**Passage shown:**
* * *

The American Meat Institute (AMI) said the study’s main flaw was the fact that it relied on self-reporting to survey participants’ diets, but that the method of collecting data was also “highly inaccurate”. According to AMI, the researchers inserted estimated data when actual survey measurement was missing, and stopped updating the dietary information as soon as participants reported a diagnosis.
“Too often, epidemiological findings are reported as ‘case closed’ findings, as if a researcher has discovered the definitive cause of a disease or illness. But epidemiological studies look at a multitude of diet and lifestyle factors in specific volunteer human populations and use sophisticated statistical methods to try and tease out relationships or associations between these factors and certain forms of disease. This method of comparing relationships has many limitations, which are widely recognised by researchers in this field. More often than not, epidemiological studies, over time, provide more contradictions than conclusions,” said Betsy Booren, AMI foundation director of scientific affairs.
The organisation compared the method used to assess people’s dietary habits to “relying on consumers’ personal characterisation of their driving habits in prior years in determining their likelihood of having an accident that kills them in the future”, adding that the results were likely to be erroneous.
“Red and processed meat continues to be a healthy part of a balanced diet and nutrition decisions should be based on the total body of evidence, not on single studies that include weak and inconsistent evidence and stand in contrast to other research and to the Dietary Guidelines for Americans, 2010.
“All of these studies struggle to disentangle other lifestyle and dietary habits from meat and processed meat and admit they cannot do it well enough to use their conclusions to accurately recommend people change their dietary habits. What the total evidence has shown, and what common sense suggests, is that a balanced diet and a healthy body weight are the keys to good health,” added Booren.
"Red meat contributes to premature death", study claims
The study, by Harvard School of Public Health (HSPH) researchers, followed 37,698 men for up to 22 years and 83,644 women for up to 28 years, who were free of cardiovascular disease (CVD) and cancer at baseline. Questionnaires were sent to participants to assess dietary changes every four years.
A combined 23,926 deaths were recorded, including 5,910 from CVD and 9,464 from cancer. The authors concluded that regular consumption of red meat, particularly processed red meat, was associated with increased mortality risk, but noted that “men and women with higher intake of red meat were less likely to be physically active and were more likely to be current smokers, to drink alcohol, and to have a higher body mass index”.
One daily serving of unprocessed red meat was associated with a 13% increased risk of mortality (18% for CVD and 10% for cancer), and one daily serving of processed red meat was associated with a 20% increased risk (21% for CVD and 16% for cancer).
Replacing one serving of red meat with other protein sources, such as fish, poultry or nuts, was associated with a lower mortality risk.
“This study provides clear evidence that regular consumption of red meat, especially processed meat, contributes substantially to premature death. On the other hand, choosing more healthful sources of protein in place of red meat can confer significant health benefits by reducing chronic disease morbidity and mortality,” concluded Frank Hu, professor of nutrition and epidemiology at HSPH and one of the authors of the ‘Red Meat Consumption and Mortality’ study.

* * *

**Problem description:**
Could you update part of the passage on red meat and mortality, starting at the words "A combined 23,926" and stopping after "16% for cancer).", with "cancer" replaced by "malignant disease" throughout?

**Records shown:**

* * *

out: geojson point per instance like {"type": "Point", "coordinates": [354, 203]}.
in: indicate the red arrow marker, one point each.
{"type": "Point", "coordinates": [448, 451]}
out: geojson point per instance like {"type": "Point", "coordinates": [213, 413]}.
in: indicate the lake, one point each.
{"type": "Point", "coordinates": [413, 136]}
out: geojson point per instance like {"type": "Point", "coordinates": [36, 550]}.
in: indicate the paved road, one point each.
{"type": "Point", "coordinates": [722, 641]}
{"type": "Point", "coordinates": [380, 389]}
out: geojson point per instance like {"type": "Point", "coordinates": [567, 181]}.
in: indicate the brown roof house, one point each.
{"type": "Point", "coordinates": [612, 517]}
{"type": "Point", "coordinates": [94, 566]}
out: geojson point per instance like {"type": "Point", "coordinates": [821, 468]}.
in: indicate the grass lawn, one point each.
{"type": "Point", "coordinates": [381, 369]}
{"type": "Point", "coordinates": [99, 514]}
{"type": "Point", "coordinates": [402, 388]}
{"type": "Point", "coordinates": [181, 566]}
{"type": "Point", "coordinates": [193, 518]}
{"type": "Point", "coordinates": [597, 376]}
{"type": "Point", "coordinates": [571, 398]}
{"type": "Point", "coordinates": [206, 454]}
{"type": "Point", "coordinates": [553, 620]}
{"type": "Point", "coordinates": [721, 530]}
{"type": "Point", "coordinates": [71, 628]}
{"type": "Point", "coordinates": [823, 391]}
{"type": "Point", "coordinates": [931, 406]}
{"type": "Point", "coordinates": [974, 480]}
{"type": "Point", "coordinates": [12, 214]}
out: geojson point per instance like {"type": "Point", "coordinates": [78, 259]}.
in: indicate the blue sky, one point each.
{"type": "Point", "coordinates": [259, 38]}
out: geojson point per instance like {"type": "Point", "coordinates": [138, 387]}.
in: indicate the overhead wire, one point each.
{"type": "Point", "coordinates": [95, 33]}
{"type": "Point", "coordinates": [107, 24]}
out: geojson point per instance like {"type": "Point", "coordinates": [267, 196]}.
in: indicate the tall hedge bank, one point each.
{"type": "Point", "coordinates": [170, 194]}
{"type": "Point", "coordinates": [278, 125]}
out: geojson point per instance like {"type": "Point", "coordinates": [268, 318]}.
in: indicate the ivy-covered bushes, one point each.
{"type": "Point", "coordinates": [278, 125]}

* * *

**Response to this task:**
A combined 23,926 deaths were recorded, including 5,910 from CVD and 9,464 from malignant disease. The authors concluded that regular consumption of red meat, particularly processed red meat, was associated with increased mortality risk, but noted that “men and women with higher intake of red meat were less likely to be physically active and were more likely to be current smokers, to drink alcohol, and to have a higher body mass index”.
One daily serving of unprocessed red meat was associated with a 13% increased risk of mortality (18% for CVD and 10% for malignant disease), and one daily serving of processed red meat was associated with a 20% increased risk (21% for CVD and 16% for malignant disease).